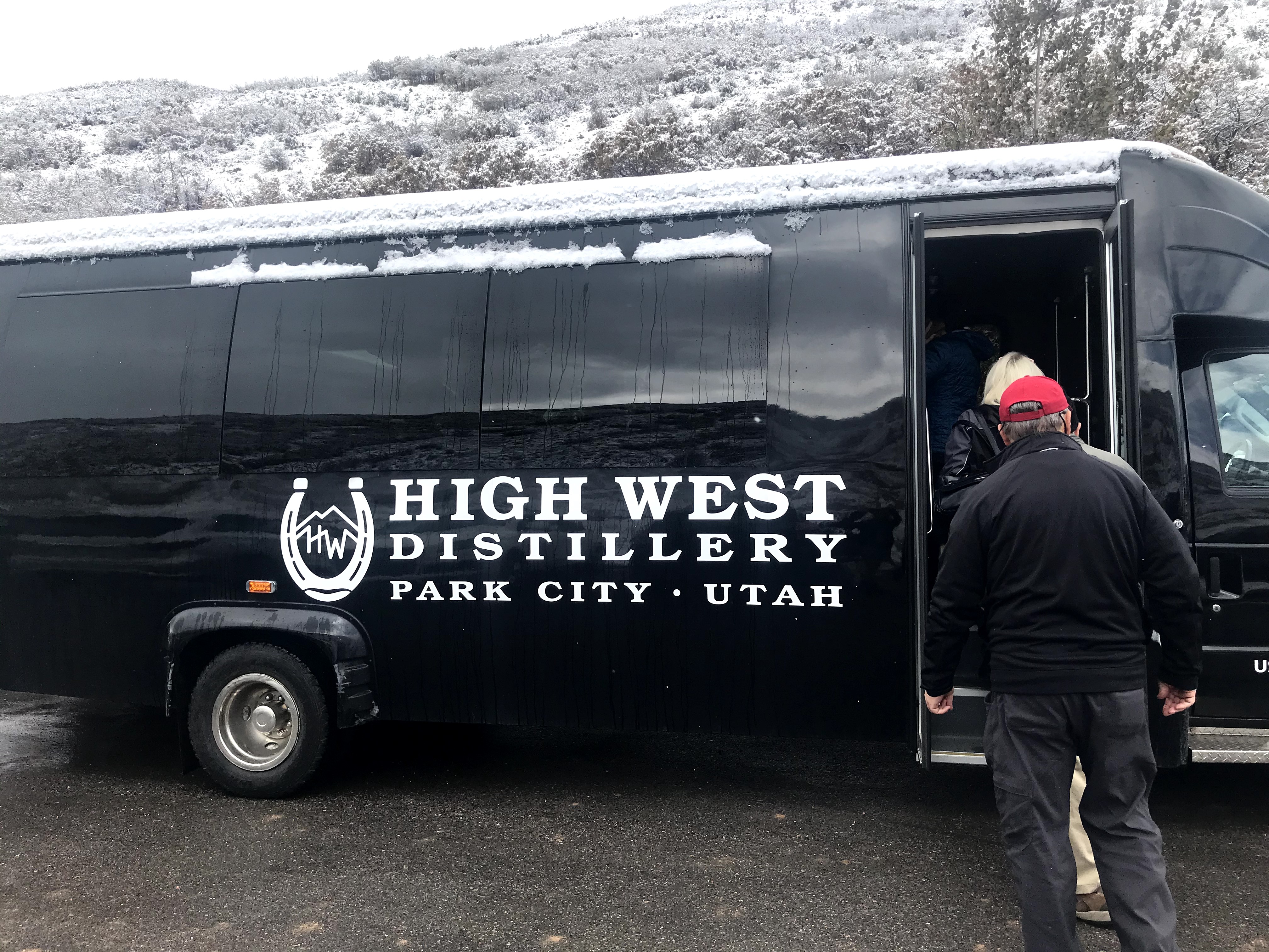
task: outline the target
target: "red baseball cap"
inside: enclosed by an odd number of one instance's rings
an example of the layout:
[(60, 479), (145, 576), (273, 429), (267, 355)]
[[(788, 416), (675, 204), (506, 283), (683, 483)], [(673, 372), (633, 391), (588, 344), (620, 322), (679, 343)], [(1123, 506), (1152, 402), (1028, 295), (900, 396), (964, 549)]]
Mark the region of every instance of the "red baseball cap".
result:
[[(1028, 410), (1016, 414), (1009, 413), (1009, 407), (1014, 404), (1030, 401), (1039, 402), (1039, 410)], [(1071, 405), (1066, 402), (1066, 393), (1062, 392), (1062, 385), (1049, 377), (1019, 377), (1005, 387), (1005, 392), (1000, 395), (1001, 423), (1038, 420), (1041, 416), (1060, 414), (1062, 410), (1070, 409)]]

* * * * *

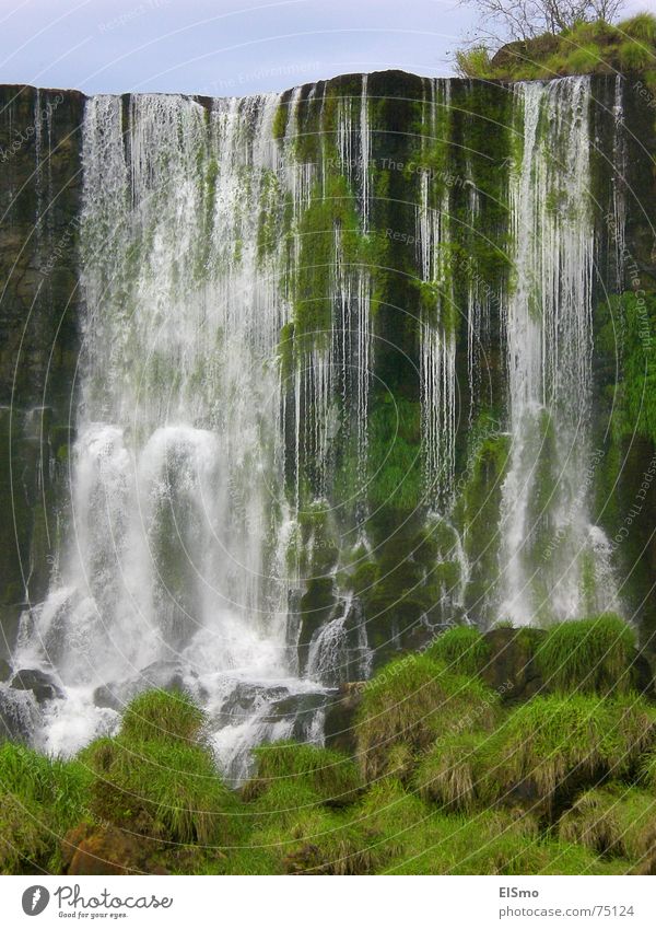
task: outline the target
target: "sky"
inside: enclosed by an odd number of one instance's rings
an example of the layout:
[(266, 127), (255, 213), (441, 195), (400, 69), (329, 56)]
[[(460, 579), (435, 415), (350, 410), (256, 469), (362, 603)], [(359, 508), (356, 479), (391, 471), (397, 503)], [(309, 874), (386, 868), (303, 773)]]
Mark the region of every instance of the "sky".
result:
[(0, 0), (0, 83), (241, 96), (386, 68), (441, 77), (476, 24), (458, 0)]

* * * * *

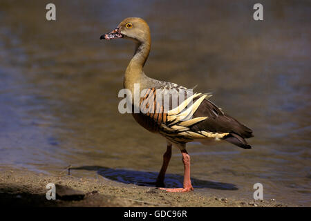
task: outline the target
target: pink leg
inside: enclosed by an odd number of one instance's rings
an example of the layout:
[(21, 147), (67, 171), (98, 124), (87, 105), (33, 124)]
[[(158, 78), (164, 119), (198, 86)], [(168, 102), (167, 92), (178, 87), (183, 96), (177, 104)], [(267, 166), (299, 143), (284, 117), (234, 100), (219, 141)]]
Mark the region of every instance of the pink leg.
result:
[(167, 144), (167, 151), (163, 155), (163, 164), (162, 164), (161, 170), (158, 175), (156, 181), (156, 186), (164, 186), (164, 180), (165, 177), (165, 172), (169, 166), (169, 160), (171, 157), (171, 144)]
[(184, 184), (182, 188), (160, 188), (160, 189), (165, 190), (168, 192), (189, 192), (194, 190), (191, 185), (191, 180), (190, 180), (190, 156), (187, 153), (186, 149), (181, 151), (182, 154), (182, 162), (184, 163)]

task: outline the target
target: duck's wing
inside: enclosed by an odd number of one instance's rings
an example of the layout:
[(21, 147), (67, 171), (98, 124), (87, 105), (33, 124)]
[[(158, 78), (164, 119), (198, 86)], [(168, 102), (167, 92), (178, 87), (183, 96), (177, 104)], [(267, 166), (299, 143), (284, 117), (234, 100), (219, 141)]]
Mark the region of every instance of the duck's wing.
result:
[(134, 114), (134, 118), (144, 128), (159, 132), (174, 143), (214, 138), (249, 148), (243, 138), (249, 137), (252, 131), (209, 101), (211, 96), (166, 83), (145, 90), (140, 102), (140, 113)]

* * * * *

How many lines of the records contain the word "every"? Treat uppercase and lowercase as different, and reply with the number alone.

4